**Required action**.
Exactly what is written in the records below should be returned, minus the images.
┄┄┄┄┄┄┄┄┄┄┄┄┄┄┄┄┄┄┄┄
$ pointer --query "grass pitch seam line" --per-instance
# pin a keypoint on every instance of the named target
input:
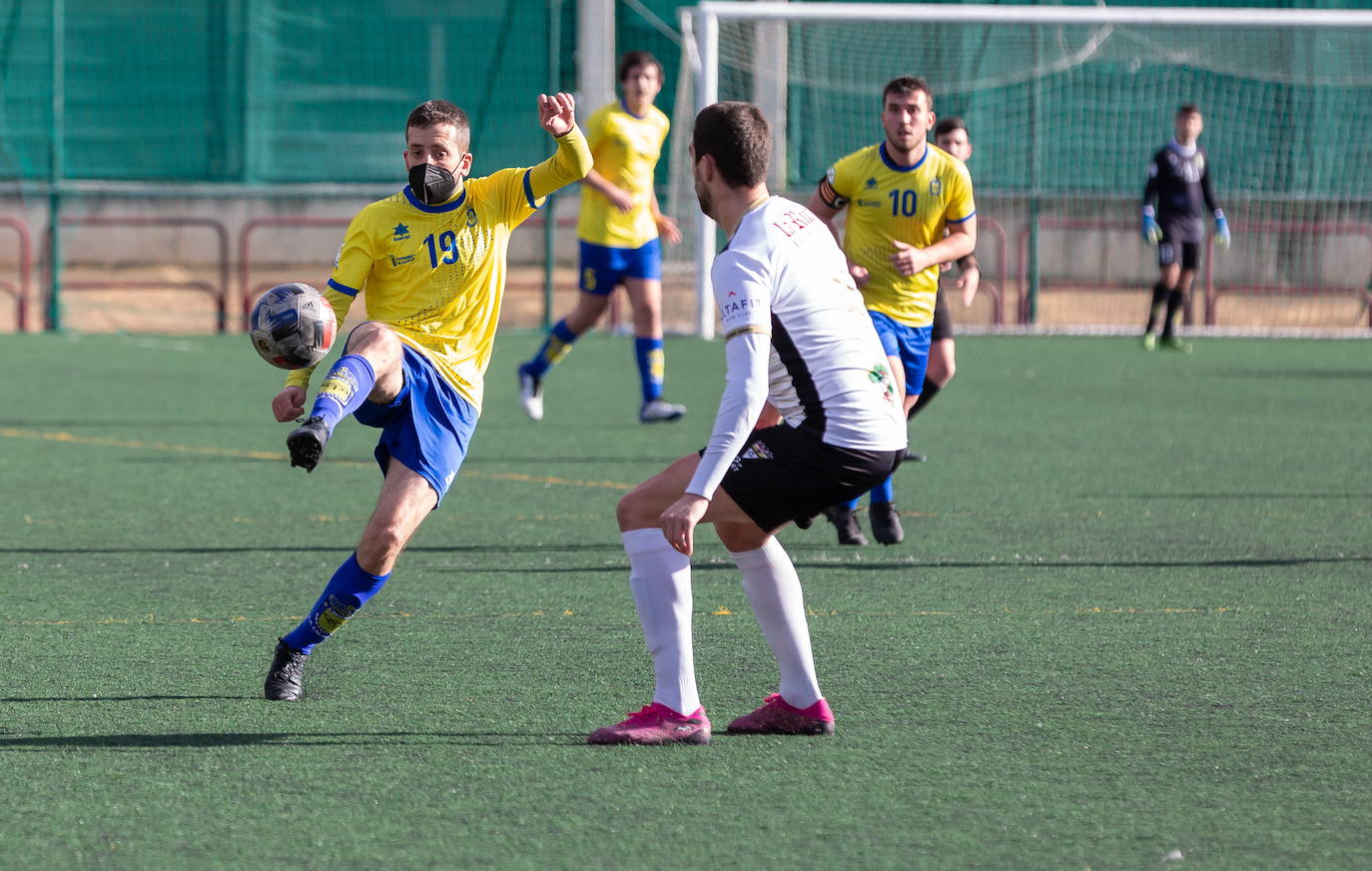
(716, 612)
(68, 437)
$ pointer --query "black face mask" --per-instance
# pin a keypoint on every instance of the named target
(431, 184)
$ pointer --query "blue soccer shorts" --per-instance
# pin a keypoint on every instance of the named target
(427, 427)
(602, 267)
(907, 343)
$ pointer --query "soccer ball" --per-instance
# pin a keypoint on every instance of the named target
(293, 326)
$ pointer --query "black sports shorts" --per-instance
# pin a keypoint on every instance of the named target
(1177, 246)
(786, 473)
(943, 322)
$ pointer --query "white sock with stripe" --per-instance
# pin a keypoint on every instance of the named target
(660, 580)
(773, 590)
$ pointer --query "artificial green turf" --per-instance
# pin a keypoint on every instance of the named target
(1130, 616)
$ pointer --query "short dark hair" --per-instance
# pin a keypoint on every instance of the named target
(432, 113)
(947, 125)
(907, 84)
(637, 59)
(740, 140)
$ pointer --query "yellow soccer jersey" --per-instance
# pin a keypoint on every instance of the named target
(910, 203)
(436, 273)
(626, 150)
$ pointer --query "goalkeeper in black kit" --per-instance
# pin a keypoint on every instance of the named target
(1174, 203)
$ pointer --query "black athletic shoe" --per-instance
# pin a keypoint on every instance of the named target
(283, 679)
(846, 520)
(885, 522)
(307, 443)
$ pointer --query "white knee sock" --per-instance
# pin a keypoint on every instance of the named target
(660, 580)
(773, 590)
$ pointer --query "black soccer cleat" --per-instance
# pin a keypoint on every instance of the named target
(285, 678)
(846, 520)
(307, 443)
(885, 522)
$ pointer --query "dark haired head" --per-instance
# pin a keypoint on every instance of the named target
(432, 113)
(906, 85)
(738, 138)
(947, 125)
(637, 59)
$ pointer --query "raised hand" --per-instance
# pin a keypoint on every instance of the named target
(557, 113)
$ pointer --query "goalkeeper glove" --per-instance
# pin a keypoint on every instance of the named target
(1151, 232)
(1221, 230)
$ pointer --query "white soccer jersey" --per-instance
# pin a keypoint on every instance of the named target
(784, 275)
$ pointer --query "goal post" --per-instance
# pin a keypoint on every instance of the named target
(1064, 107)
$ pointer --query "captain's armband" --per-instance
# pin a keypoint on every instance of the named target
(745, 330)
(829, 197)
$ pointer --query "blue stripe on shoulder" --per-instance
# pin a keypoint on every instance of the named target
(528, 191)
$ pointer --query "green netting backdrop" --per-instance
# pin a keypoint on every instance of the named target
(265, 91)
(313, 91)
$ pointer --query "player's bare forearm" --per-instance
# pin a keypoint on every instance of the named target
(951, 247)
(666, 227)
(289, 404)
(571, 162)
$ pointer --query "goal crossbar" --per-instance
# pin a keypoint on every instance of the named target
(700, 32)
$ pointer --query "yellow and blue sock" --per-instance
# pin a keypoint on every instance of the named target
(554, 348)
(652, 365)
(350, 587)
(344, 389)
(883, 492)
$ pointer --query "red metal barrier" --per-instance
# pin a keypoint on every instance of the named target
(1306, 228)
(219, 294)
(998, 306)
(1078, 224)
(1310, 228)
(249, 293)
(21, 290)
(246, 294)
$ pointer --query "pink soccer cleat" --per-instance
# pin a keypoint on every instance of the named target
(655, 724)
(777, 717)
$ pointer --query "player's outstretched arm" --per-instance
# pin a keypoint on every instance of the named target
(572, 159)
(826, 213)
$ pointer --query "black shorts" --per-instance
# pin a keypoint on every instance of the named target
(943, 322)
(786, 473)
(1173, 247)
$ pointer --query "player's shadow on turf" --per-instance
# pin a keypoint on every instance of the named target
(114, 698)
(561, 459)
(1228, 495)
(283, 739)
(1266, 375)
(457, 548)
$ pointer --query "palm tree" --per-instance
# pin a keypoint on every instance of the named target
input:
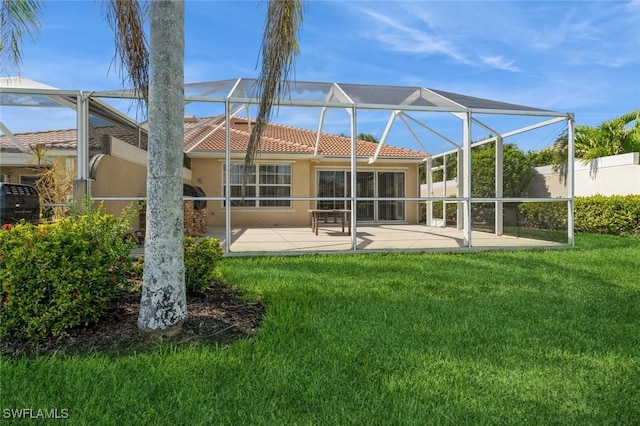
(158, 76)
(620, 135)
(17, 17)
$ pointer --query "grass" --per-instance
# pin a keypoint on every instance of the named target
(524, 337)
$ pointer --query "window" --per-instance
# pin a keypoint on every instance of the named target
(335, 184)
(28, 179)
(272, 181)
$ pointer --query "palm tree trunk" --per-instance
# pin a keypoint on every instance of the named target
(163, 306)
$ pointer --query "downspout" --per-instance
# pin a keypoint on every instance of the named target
(466, 168)
(227, 177)
(81, 187)
(499, 217)
(570, 179)
(354, 178)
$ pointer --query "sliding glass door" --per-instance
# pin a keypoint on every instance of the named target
(369, 184)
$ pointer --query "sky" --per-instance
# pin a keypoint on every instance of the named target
(581, 57)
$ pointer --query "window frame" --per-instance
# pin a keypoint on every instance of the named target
(258, 181)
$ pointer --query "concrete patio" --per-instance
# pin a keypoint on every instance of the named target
(389, 237)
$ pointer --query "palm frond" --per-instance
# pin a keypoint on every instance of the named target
(279, 49)
(17, 18)
(126, 18)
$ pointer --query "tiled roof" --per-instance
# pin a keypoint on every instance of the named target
(66, 139)
(208, 136)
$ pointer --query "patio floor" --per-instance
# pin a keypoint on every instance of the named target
(389, 237)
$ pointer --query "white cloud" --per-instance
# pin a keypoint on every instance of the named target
(500, 63)
(397, 35)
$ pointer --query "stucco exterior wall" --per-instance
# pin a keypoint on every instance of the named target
(207, 173)
(116, 177)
┄┄┄┄┄┄┄┄┄┄┄┄┄┄┄┄┄┄┄┄
**Written response**.
$ pointer --query "grass pitch seam line" --per-instance
# pin a keypoint on every instance of the named target
input:
(716, 612)
(68, 437)
$ pointer --query "black face mask" --per-instance
# pin a keypoint on every instance of the named target
(431, 184)
$ pointer --query "blue soccer shorts" --per-instance
# pin a keypoint on every instance of the named target
(427, 427)
(602, 267)
(907, 343)
$ pointer --query "soccer ball" --per-instance
# pin a keypoint on every instance of the named target
(293, 326)
$ pointer --query "black sports shorts" --per-instance
# pin a keypoint on every instance of the named target
(1177, 246)
(786, 473)
(943, 322)
$ pointer --query "white sock with stripe" --per-instance
# pin a keypoint on every instance of the named target
(660, 580)
(773, 590)
$ pointer --query "artificial green turf" --per-instance
# pin a keypoint on every instance of the named target
(1130, 616)
$ pointer --query "short dark hair" --per-instance
# pin a keypoint on every instance of the named target
(432, 113)
(947, 125)
(907, 84)
(637, 59)
(740, 140)
$ pointer --query "yellow soccer jersey" --per-instance
# pin a keypoint on every instance of the named target
(910, 203)
(436, 273)
(626, 150)
$ pointer --query "goalkeeper in black kit" --per-instance
# pin a keypoint on every instance of the named target
(1174, 203)
$ pointer --query "black athletic shoe" --per-instance
# pin a keypoint on every instance of the named target
(283, 679)
(846, 520)
(885, 522)
(307, 443)
$ pointer --query "white knee sock" --per-instance
# pin a keypoint on every instance of the named target
(660, 580)
(773, 590)
$ pointer --query "black soccer cleat" --per-instance
# pin a keypoint on every instance of the named target
(285, 678)
(846, 520)
(307, 443)
(885, 522)
$ pointer --query "dark haired head" --per-instance
# pin a keypoint on every instance of the named target
(432, 113)
(906, 85)
(738, 138)
(947, 125)
(637, 59)
$ pointer --query "raised hand" --per-instance
# pin a keypoint on every instance of the named target
(557, 113)
$ pointer --query "goalkeeper glove" --per-instance
# pin a keypoint on every instance of the named target
(1151, 232)
(1221, 230)
$ pointer --query "white soccer jersey" --per-instance
# pin a keypoint on every instance of the named target
(784, 275)
$ pointer --query "goal post" --per-instance
# pin a keypoint on every instance of the named target
(1064, 107)
$ pointer --query "captain's armband" --per-instance
# pin a keypoint on every instance of the named target
(745, 330)
(829, 197)
$ pointer --query "blue stripe on shoulder" --per-instance
# pin a keypoint on every instance of the named target
(528, 191)
$ pointer --query "green netting backdrop" --per-instance
# pin a keypoint on every instance of the named target
(265, 91)
(313, 91)
$ pointer --query "player's bare forearm" --per-instance
# pin a keypoint on every instance of the named target
(951, 247)
(666, 227)
(289, 404)
(571, 162)
$ pointer --query "goal crossbar" --per-instance
# pin a keypoint on every instance of the named target
(700, 32)
$ pointer --query "yellow and blue sock" --per-instance
# pin a keypoint on every instance of the named target
(554, 348)
(652, 365)
(350, 587)
(344, 389)
(883, 492)
$ pointer --query "red metal barrier" --per-instance
# pin a keypoint on every instance of the named target
(1306, 228)
(219, 294)
(998, 306)
(1078, 224)
(1310, 228)
(249, 293)
(21, 290)
(246, 294)
$ pointer --query "pink soccer cleat" --per-instance
# pin a keypoint on every instance of the named target
(655, 724)
(777, 717)
$ pointer --query "player's outstretched arm" --per-instance
# pin a keypoint on every instance of the named target
(572, 159)
(826, 213)
$ pointer --query "black shorts" --per-instance
# pin a keypoint on every instance of the named target
(943, 322)
(786, 473)
(1173, 247)
$ pointer --query "player's shadow on turf" --per-instance
# pin a keypoint on every instance of the named target
(114, 698)
(561, 459)
(1228, 495)
(283, 739)
(1266, 375)
(457, 548)
$ pointer --query "palm tree" --per-instance
# pin a keypoint on every instance of the named target
input:
(158, 76)
(620, 135)
(17, 17)
$ pointer --query "grass" --per-instance
# pin a keypoint on every instance of the named target
(524, 337)
$ pointer --query "window" --per-instance
# pin a keypoint on every instance of the named target
(335, 184)
(28, 179)
(272, 181)
$ pointer --query "palm tree trunk" --per-instance
# pin a keypoint on every instance of the named target
(163, 306)
$ pointer --query "downspout" --per-instance
# pin a keypoint on every instance of the named target
(466, 168)
(227, 177)
(81, 187)
(499, 217)
(570, 179)
(354, 178)
$ pointer --query "sliding glass door" --per-instance
# pin a keypoint on every instance of the named target
(369, 184)
$ pointer --query "sky" --per-instance
# pin a keypoint on every instance of the named target
(581, 57)
$ pointer --query "window frame" --per-instance
# pin a keypoint on every instance of the named target
(258, 181)
$ pointer --query "concrete patio" --per-instance
# pin a keypoint on every instance of the named target
(389, 237)
$ pointer --query "palm frond" --per-instance
# pin a keypoint on every instance of the named target
(279, 49)
(17, 18)
(126, 18)
$ pointer --query "tiled roof" --per-instance
# pin a keypoint on every instance of the named target
(66, 139)
(208, 136)
$ pointer --query "patio floor" --per-instance
# pin a keypoint on every instance of the named target
(389, 237)
$ pointer --query "white cloud" --per-instance
# pin a keypoint on every instance of the named target
(500, 63)
(397, 35)
$ pointer --query "stucco exterior wall" --per-instance
# pin a keypoint on every instance of the named target
(207, 173)
(116, 177)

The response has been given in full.